• [Tasks to carry out]
a) Rewrite the paragraph of the Paralympic results passage beginning "He also competed at the 2008 Beijing Paralympics" as a bulleted list, keeping every result it reports.
b) Carry on the Paralympic results passage about Colman, starting right after its final sentence.

• [Page extract]
▼
Colman competed at the 2004 Athens Paralympics, where he won a gold medal in the men's 800 m – T53 event, for which he received a Medal of the Order of Australia, a silver medal in the men's 4 x 100 m relay – T53–54 event, went out in the first round of the men's 100 m – T53 event, finished seventh in the men's 200 m – T53 event, finished sixth in the men's 400 m – T53 event, went out in the first round of the men's 4 x 400 m relay – T53-54 event.

He also competed at the 2008 Beijing Paralympics, where he won a silver medal in the men's 200 m – T53 event, a bronze medal in the men's 400 m – T53 event, was disqualified in the men's 4 x 100 m relay – T53-54 event and finished fourth in the men's 800 m – T53 event.

At the 2012 London Paralympics, he won a gold medal in the Men's 800 m T53 event and two bronze medals in the Men's 400 m T53 and Men's 4x400 m T53/54 events;, he also came seventh in the Men's 200 m T53- event.
▲
• [Available data]
▼
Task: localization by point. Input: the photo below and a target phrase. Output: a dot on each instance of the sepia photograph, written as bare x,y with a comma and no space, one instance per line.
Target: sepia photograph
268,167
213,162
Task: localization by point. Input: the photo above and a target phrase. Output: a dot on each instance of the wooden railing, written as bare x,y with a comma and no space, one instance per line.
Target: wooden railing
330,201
▲
▼
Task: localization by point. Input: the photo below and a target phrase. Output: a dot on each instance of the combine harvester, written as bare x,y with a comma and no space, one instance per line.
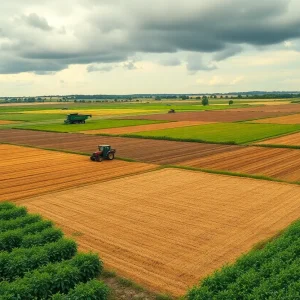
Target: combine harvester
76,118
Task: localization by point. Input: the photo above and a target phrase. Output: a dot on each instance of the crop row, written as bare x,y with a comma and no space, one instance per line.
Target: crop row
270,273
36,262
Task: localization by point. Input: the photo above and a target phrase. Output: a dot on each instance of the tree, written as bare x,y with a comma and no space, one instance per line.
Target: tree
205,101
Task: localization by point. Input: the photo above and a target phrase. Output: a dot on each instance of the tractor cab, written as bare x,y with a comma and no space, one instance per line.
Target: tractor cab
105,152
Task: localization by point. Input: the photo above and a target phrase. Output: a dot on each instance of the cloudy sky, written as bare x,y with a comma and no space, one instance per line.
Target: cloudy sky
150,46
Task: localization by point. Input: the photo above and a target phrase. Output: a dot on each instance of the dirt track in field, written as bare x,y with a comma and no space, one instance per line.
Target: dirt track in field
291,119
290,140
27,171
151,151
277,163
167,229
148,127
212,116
▲
• [Task answers]
a)
2008 Beijing Paralympics:
- Men's 200 m – T53: silver medal
- Men's 400 m – T53: bronze medal
- Men's 4 x 100 m relay – T53-54: disqualified
- Men's 800 m – T53: fourth place

b)
At the 2016 Rio Paralympics, he finished 12th ranked in Men's 400 m T53 heats and 8th in the Men's 800 m T53 heats and did not advance to the finals.

===Commonwealth Games===
Colman won a silver medal in the 1500 m T54 at the 2010 Delhi Commonwealth Games and came fourth in the same event at the 2014 competition.

==IPC Athletics World Championships==

Colman has competed at four IPC Athletics World Championships. In 2002, he won a bronze medal in the Men's 400 m T53. In 2006, he won a bronze medal in the Men's 800 m T53. At the 2011 Championships, he won a gold medal in the Men's s 800m T53 and a silver medal in the Men's 400 m T53. At the 2013 Championships in Lyon, France, he won bronze medals in the Men's 800 m and 1500 m T53 events. He was selected to compete at the 2015 Championships in Doha but withdrew from the competition.

== Personal ==
Colman grew up in Geelong and attended Geelong College. Colman stated that “I did every single sport I could growing up, I think that’s why I’ve become an athlete because my school was so inclusive and supportive of the community and me being involved. It really did show me back then that yeah, I’m in a wheelchair but I can still be involved in nearly any sport and opportunities.”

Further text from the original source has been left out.